──────── Supplied information

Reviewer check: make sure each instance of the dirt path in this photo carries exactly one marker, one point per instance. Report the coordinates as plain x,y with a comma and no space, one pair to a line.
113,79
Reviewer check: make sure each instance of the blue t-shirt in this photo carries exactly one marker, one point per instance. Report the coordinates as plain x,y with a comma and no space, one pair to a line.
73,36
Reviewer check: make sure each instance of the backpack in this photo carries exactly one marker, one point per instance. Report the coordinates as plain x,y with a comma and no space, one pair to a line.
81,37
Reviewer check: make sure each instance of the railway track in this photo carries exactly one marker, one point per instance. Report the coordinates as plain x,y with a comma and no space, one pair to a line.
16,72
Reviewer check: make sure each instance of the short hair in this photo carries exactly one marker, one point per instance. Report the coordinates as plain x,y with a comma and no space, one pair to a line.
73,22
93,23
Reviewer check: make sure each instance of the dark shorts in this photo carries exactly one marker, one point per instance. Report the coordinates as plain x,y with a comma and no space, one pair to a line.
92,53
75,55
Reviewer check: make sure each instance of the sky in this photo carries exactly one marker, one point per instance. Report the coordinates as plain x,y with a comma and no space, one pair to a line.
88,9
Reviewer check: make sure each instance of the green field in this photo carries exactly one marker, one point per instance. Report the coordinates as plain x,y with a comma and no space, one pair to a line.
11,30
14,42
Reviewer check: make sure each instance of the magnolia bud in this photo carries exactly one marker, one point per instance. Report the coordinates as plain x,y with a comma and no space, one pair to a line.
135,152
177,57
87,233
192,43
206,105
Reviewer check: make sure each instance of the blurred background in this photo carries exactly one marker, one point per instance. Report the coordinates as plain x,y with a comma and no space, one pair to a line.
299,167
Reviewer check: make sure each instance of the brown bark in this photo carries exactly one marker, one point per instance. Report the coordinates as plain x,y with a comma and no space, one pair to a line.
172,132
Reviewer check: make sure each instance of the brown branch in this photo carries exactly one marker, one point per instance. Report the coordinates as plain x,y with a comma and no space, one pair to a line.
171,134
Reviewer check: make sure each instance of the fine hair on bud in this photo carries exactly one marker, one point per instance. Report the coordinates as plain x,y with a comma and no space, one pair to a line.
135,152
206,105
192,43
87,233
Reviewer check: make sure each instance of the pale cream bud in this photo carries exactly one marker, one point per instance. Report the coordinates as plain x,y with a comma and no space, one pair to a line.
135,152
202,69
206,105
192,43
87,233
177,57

────────────────

• _Goal of the exercise_:
Turn the lines above, from the one containing "Reviewer check: make sure each instance of the brown bark" through the last line, into a Markdown table with the columns Row and Line, skipping any blank lines.

• _Written reply_:
| Row | Line |
|---|---|
| 1 | Reviewer check: make sure each instance of the brown bark in this photo carries exactly one marker, one point per instance. Report the coordinates as plain x,y with a comma and no space, one pair to a line. |
| 2 | 172,132 |
| 3 | Reviewer check: make sure each instance of the brown branch in this photo carries exactly one marker, one point per instance. Report the coordinates as plain x,y with a comma and no space, one pair to a line. |
| 4 | 171,134 |
| 5 | Reviewer check: make sure each instance of the fine hair on bud in this photo carries exactly one marker, one point per instance. Report the coordinates as plain x,y with a comma and no space, one pair to a line. |
| 6 | 135,152 |
| 7 | 206,105 |
| 8 | 192,43 |
| 9 | 87,233 |
| 10 | Reviewer check: make sure each instance of the pale cream bud in this photo carries exactly one marker, one point per instance. Report the coordinates as plain x,y with a comma and no space, one pair to a line. |
| 11 | 135,152 |
| 12 | 202,69 |
| 13 | 206,105 |
| 14 | 192,43 |
| 15 | 87,233 |
| 16 | 177,57 |